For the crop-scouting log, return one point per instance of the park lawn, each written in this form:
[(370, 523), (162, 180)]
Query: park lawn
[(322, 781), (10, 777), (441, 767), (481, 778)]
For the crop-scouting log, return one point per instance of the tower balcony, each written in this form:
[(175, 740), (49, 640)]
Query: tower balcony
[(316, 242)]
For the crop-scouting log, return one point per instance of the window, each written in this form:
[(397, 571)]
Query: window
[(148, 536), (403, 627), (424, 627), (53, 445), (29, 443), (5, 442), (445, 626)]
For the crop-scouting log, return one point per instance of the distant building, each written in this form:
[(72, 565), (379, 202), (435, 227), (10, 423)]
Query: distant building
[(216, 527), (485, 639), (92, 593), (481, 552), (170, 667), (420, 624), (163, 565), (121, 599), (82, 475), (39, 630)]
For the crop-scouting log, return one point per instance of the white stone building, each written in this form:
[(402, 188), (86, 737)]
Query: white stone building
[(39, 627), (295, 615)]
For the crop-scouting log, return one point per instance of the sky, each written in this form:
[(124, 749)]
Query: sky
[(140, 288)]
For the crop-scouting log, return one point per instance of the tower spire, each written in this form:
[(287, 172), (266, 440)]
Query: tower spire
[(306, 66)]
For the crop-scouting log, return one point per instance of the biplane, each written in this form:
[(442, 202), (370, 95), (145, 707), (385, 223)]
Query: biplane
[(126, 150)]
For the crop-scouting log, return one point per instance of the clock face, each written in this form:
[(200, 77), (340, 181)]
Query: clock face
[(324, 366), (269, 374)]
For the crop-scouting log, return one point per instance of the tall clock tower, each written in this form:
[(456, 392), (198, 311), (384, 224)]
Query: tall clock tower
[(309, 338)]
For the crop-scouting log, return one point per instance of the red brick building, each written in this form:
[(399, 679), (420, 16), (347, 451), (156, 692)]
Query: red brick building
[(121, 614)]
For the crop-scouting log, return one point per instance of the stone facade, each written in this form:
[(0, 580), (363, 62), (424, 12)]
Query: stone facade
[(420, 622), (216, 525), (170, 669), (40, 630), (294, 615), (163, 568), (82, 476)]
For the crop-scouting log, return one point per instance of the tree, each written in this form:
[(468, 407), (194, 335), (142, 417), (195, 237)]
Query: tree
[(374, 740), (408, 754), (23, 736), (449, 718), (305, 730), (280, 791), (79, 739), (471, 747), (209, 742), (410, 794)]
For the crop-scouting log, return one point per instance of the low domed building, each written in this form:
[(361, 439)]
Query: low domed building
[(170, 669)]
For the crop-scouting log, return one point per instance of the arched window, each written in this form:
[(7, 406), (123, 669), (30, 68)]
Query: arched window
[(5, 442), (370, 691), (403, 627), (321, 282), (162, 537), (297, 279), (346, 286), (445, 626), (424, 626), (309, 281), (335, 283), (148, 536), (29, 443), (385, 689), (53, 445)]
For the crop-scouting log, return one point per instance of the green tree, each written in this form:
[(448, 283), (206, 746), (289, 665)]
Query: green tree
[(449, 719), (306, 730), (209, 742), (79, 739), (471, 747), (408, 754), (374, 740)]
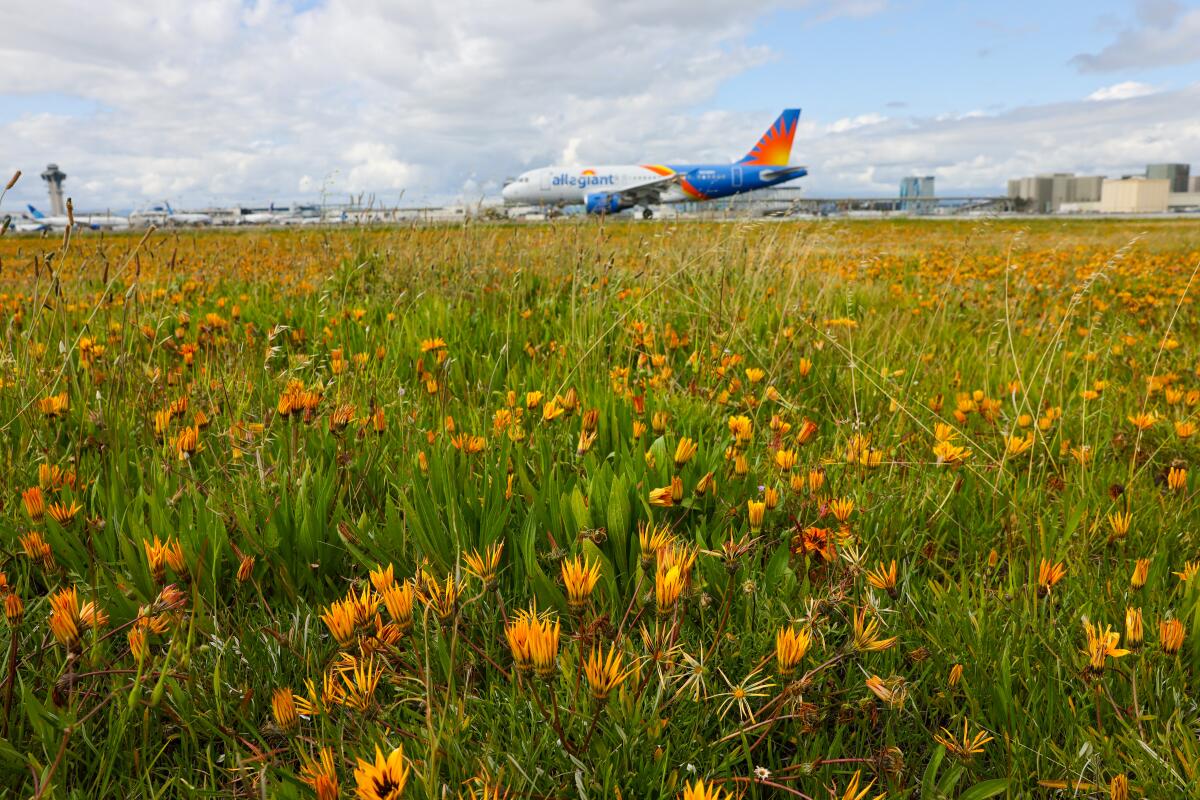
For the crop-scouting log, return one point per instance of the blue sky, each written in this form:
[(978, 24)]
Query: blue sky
[(924, 58), (208, 102)]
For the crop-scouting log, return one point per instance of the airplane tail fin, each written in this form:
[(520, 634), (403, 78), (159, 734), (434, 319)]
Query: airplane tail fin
[(775, 145)]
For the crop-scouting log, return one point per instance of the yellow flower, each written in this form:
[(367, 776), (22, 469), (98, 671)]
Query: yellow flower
[(883, 577), (1140, 570), (605, 673), (1120, 524), (1170, 635), (867, 633), (892, 691), (552, 409), (64, 513), (1134, 631), (580, 578), (943, 432), (1049, 575), (841, 509), (13, 608), (669, 581), (1176, 479), (383, 780), (949, 453), (397, 599), (321, 774), (382, 577), (1018, 445), (1141, 421), (742, 429), (544, 647), (156, 558), (855, 791), (791, 645), (652, 539), (138, 645), (285, 709), (755, 511), (1191, 570), (701, 791), (65, 617), (667, 495), (485, 565), (965, 747), (1102, 643), (359, 677), (432, 344), (684, 451), (954, 677), (1119, 787), (339, 618), (442, 600), (35, 506), (187, 443)]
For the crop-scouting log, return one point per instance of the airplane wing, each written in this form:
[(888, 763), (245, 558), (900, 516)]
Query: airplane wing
[(648, 193), (785, 172)]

* _PROBLEM_: Print every entry exactly. Pictures are not part of the copy.

* _RESPONSE BELOW_:
For the crop-scouting log, return one point per instance of the park lawn, each written in this form:
[(370, 523), (162, 180)]
Query: park lawn
[(322, 781), (10, 777), (441, 767), (481, 778)]
For the crop-scouting log, return one point per instance of the tower balcony, each written in this form:
[(175, 740), (49, 640)]
Query: tower balcony
[(316, 242)]
For the crop-scouting log, return one point per instance of the window, each written in this form:
[(397, 571)]
Query: window
[(148, 536), (403, 627), (424, 627), (53, 445), (29, 443), (5, 442), (445, 626)]
For the crop-scouting log, return one point per instance of the distant building, each written in this form:
[(72, 565), (379, 202), (435, 227), (10, 423)]
Query: distant building
[(216, 527), (485, 639), (92, 593), (481, 552), (170, 667), (420, 624), (163, 565), (121, 599), (82, 475), (39, 630)]
For the crop-scouting log, return one point per instance of the white stone building, each written in this form:
[(402, 188), (86, 737)]
Query: white stone building
[(39, 627), (295, 615)]
For the crop-scouting log, return one point per instance of the sky, each written in this form:
[(124, 749)]
Query: sky
[(140, 288)]
For the crop-scouting log, return one point per instance of the tower spire, each written in this form:
[(287, 172), (266, 440)]
Query: tower spire
[(306, 66)]
For the crop-scouting log, return one point per instance of the biplane, each written in this form:
[(442, 202), (370, 95), (145, 707), (385, 223)]
Query: biplane
[(126, 150)]
For the crop-scouting log, return one point per instance of the clock face, each written in this form:
[(200, 77), (340, 181)]
Query: clock face
[(324, 366), (269, 374)]
For the crop-scouting log, return one point per instance of the tall clock tower, each written in this form:
[(456, 392), (198, 311), (384, 224)]
Query: tall clock tower
[(309, 338)]
For the crop-scouting log, return one point per instance of the red brick building, each written in this form:
[(399, 679), (420, 16), (347, 451), (156, 692)]
Query: red brick building
[(121, 614)]
For the crop-scouting log, return one point per instance of the stone facade, each written in this form:
[(0, 580), (363, 62), (424, 12)]
Query: stone facade
[(420, 622), (216, 525), (170, 669), (40, 630), (294, 615), (163, 568), (82, 476)]
For the crop-scouting log, return one point per instance of the tree, each written in this form:
[(468, 407), (194, 335), (142, 417), (195, 237)]
Query: tree
[(374, 740), (408, 754), (23, 736), (449, 718), (305, 730), (280, 791), (79, 739), (471, 747), (209, 742), (410, 794)]
For the crop-scouting log, return one point per instance of the low domed building, each written in this form:
[(361, 439)]
Query: low domed building
[(170, 669)]
For the crop-scouting log, return one point per instance of the arched window, each written in this form:
[(7, 406), (123, 669), (30, 68)]
Query: arched window
[(5, 442), (370, 691), (403, 627), (321, 282), (162, 537), (297, 279), (346, 286), (445, 626), (424, 626), (309, 281), (335, 283), (148, 536), (29, 443), (385, 689), (53, 445)]
For the crop-scouting log, return one point per instance of the green tree, each written in this form:
[(448, 283), (206, 746), (289, 665)]
Query: green tree
[(449, 719), (306, 730), (209, 742), (79, 739), (471, 747), (408, 754), (374, 740)]
For the crop-scouting log, return one point per instance of the blue sky, each written in this form:
[(978, 24)]
Query: blue sky
[(924, 58), (208, 102)]
For the crop-scouting log, return one point per instance of the airplane tail fin, each written in this form:
[(520, 634), (403, 78), (159, 734), (434, 319)]
Query: airplane tail fin
[(775, 145)]
For the crop-scouting log, return one point per instance of the yellow flower, each written in this form:
[(367, 776), (22, 469), (98, 671)]
Query: yellow flower
[(883, 577), (1140, 570), (605, 673), (1120, 524), (1170, 635), (867, 633), (892, 691), (552, 409), (64, 513), (1134, 631), (580, 578), (943, 432), (1049, 575), (841, 509), (13, 608), (669, 581), (1176, 479), (383, 780), (949, 453), (397, 599), (321, 774), (382, 577), (1018, 445), (1141, 421), (742, 429), (544, 647), (156, 558), (855, 791), (791, 645), (652, 539), (138, 645), (285, 709), (755, 511), (1191, 570), (701, 791), (65, 617), (667, 495), (485, 565), (965, 747), (1102, 643), (359, 677), (432, 344), (684, 451), (954, 677), (1119, 787), (339, 618), (442, 600), (35, 506), (187, 443)]
For the crop-scouting log, return one point per instance of the airplane wing, each written in this form:
[(888, 763), (245, 558), (900, 516)]
Query: airplane wing
[(648, 193), (785, 172)]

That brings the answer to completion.